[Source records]
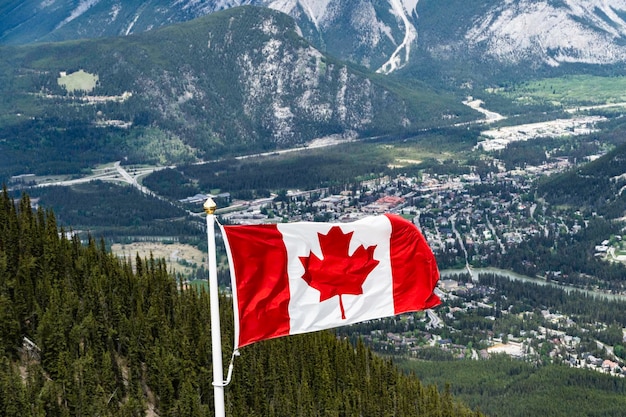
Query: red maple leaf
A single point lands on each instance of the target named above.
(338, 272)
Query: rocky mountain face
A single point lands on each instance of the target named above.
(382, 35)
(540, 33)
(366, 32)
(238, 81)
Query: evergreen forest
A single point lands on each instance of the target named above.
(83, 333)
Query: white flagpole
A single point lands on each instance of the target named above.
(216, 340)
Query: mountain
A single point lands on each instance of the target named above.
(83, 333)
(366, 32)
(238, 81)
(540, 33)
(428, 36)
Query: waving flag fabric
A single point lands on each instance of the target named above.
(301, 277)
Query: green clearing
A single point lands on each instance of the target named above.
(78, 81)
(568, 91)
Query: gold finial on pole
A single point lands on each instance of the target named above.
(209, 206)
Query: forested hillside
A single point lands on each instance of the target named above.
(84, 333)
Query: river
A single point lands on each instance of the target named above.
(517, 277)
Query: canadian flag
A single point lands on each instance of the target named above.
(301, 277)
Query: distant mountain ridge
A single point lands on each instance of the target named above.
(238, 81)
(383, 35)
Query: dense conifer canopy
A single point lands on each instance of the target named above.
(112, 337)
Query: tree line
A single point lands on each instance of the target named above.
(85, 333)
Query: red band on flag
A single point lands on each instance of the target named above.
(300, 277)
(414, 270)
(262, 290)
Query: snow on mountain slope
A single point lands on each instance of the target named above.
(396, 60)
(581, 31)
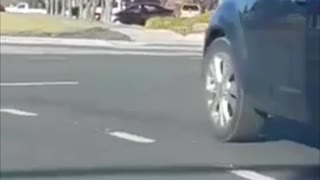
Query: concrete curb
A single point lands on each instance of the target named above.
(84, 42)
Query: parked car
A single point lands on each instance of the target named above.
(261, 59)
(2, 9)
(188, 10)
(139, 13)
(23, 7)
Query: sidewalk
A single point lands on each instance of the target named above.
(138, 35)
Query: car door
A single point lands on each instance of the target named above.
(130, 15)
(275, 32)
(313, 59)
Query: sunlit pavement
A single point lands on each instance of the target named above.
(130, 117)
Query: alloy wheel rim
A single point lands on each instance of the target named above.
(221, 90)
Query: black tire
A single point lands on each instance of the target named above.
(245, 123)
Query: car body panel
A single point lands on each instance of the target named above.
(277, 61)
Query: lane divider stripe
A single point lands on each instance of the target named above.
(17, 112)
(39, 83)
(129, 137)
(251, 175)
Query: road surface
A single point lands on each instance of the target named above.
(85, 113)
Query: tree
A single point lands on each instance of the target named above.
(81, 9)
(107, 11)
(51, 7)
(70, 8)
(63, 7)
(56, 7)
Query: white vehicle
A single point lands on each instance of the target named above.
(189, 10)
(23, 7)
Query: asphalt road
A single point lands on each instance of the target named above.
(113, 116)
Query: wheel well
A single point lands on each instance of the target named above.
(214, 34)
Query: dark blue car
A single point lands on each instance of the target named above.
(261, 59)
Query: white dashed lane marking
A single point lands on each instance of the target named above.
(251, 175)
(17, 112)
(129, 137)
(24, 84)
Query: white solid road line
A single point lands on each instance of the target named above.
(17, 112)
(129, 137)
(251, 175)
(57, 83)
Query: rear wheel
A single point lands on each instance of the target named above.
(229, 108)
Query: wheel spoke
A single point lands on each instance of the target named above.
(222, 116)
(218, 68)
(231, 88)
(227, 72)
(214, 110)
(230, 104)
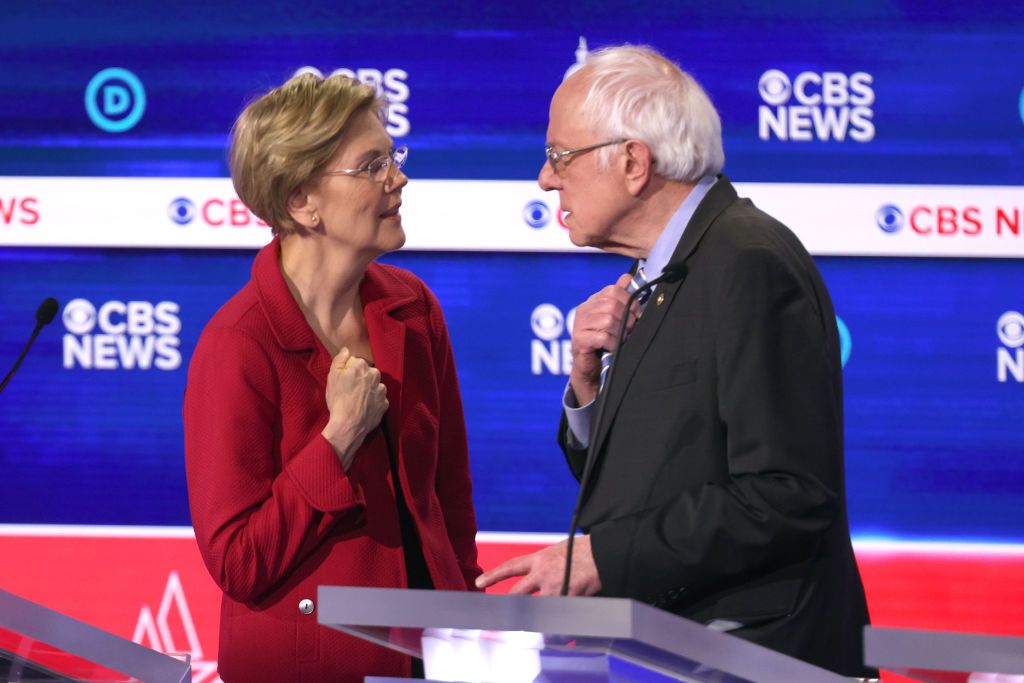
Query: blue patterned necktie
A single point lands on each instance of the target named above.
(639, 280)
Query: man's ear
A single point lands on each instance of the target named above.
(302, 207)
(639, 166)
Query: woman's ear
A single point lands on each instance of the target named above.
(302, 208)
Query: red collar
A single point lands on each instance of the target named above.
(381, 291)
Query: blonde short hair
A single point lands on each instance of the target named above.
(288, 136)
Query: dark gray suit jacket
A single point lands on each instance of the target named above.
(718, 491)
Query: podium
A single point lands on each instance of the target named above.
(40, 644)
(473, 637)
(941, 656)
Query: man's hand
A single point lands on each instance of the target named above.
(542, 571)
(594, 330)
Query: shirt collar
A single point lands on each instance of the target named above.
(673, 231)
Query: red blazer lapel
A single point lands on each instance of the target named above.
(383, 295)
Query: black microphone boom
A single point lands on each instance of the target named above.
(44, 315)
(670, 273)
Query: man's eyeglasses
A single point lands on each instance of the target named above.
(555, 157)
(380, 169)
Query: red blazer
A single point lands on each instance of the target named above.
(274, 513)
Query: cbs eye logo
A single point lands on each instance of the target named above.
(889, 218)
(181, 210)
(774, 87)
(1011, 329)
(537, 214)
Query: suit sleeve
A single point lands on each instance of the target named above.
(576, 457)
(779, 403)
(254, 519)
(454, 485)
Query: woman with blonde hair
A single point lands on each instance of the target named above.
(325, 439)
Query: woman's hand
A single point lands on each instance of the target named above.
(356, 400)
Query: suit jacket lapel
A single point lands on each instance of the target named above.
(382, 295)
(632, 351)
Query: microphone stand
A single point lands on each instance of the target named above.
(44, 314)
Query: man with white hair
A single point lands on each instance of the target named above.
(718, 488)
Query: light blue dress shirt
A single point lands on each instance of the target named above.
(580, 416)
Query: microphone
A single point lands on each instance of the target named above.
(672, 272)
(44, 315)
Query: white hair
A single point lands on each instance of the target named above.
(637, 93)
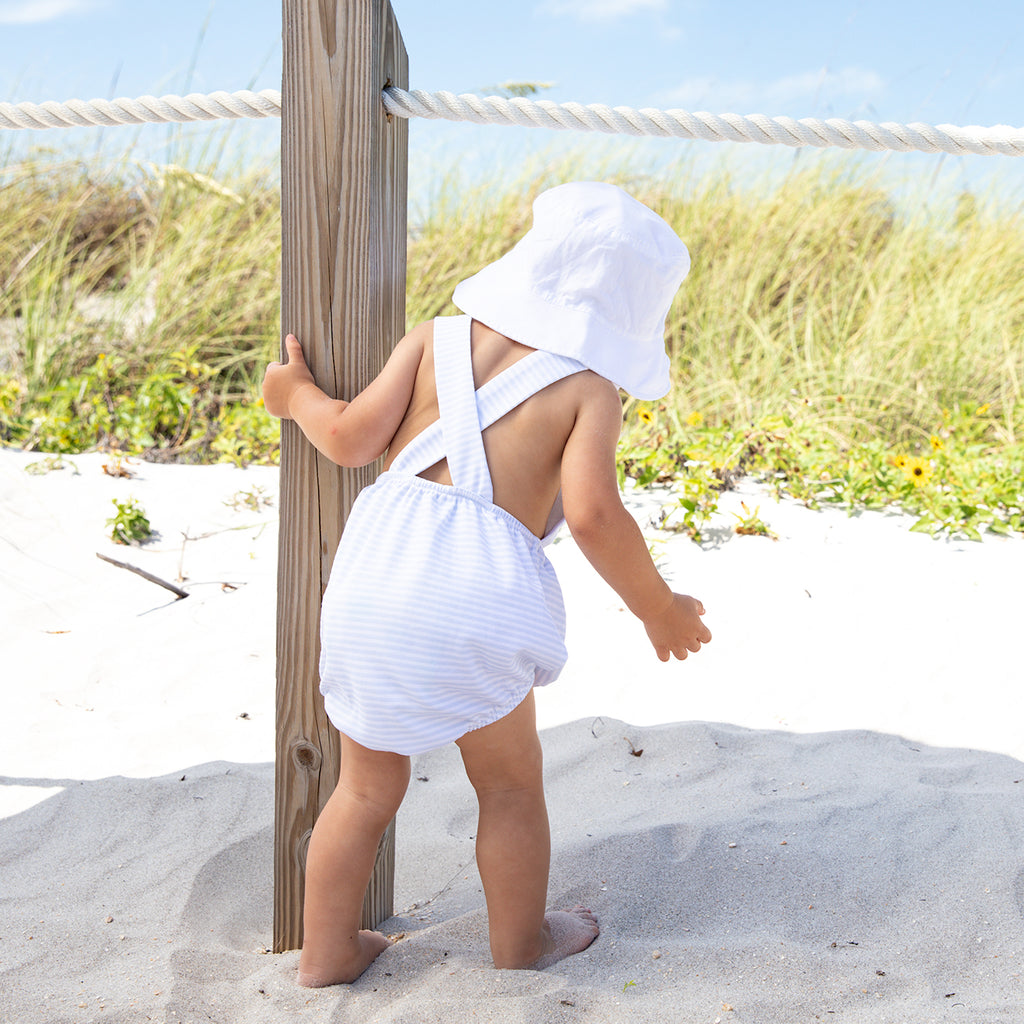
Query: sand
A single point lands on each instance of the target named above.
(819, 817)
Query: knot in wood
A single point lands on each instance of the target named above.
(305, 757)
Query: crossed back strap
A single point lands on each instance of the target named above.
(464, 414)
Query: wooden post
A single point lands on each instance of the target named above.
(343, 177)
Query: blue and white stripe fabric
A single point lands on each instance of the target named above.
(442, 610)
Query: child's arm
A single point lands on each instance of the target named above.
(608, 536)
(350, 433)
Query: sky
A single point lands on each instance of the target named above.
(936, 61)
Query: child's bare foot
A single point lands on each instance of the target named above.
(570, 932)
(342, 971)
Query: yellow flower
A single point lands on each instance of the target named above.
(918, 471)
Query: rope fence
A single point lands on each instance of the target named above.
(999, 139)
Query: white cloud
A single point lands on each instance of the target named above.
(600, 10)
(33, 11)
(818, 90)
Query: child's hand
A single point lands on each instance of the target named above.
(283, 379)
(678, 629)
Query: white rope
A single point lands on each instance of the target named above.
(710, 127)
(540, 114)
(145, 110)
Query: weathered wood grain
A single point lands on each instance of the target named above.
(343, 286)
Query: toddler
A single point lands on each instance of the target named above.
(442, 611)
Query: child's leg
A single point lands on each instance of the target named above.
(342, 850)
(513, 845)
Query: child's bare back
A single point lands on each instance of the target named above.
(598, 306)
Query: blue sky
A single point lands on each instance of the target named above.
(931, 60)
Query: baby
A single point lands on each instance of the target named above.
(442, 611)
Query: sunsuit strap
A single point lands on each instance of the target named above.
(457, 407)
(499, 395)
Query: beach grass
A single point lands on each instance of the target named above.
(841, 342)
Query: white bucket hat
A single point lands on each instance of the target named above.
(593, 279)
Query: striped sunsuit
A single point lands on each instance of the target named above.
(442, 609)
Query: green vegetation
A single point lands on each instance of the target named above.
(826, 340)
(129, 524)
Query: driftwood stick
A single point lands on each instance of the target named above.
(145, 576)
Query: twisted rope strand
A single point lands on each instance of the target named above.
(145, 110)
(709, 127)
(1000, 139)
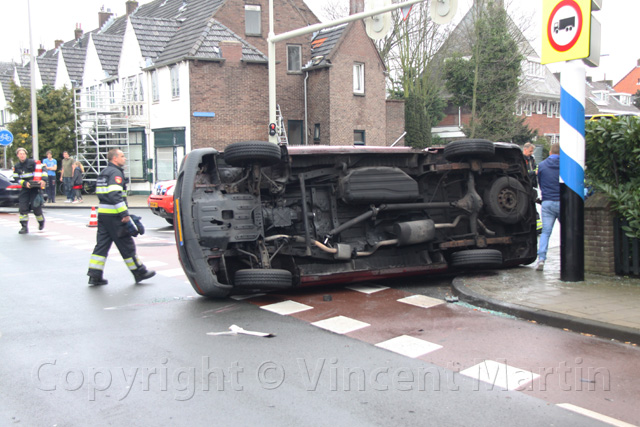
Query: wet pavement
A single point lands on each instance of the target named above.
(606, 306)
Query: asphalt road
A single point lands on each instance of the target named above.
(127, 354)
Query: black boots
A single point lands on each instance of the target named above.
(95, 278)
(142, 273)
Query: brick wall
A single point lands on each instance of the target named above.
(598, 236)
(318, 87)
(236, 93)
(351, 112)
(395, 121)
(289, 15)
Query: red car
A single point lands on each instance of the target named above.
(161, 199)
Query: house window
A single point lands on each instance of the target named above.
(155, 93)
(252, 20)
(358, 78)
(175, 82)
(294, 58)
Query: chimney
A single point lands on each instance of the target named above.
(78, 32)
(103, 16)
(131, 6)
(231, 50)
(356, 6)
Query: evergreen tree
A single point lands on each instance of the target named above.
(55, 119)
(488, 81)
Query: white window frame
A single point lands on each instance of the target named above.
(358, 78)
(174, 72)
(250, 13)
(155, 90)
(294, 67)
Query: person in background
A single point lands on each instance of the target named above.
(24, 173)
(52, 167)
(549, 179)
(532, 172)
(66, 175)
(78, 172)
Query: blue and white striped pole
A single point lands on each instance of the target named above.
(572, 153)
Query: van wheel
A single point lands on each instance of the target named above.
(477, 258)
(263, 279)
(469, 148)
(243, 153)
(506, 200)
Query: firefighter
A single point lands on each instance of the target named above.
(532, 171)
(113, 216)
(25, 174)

→ Problem details
Search the records for the word "striped" and copy every line where it occurs.

→ Answer to this exercise
Query: striped sunsuit
Query: blue and white striped pole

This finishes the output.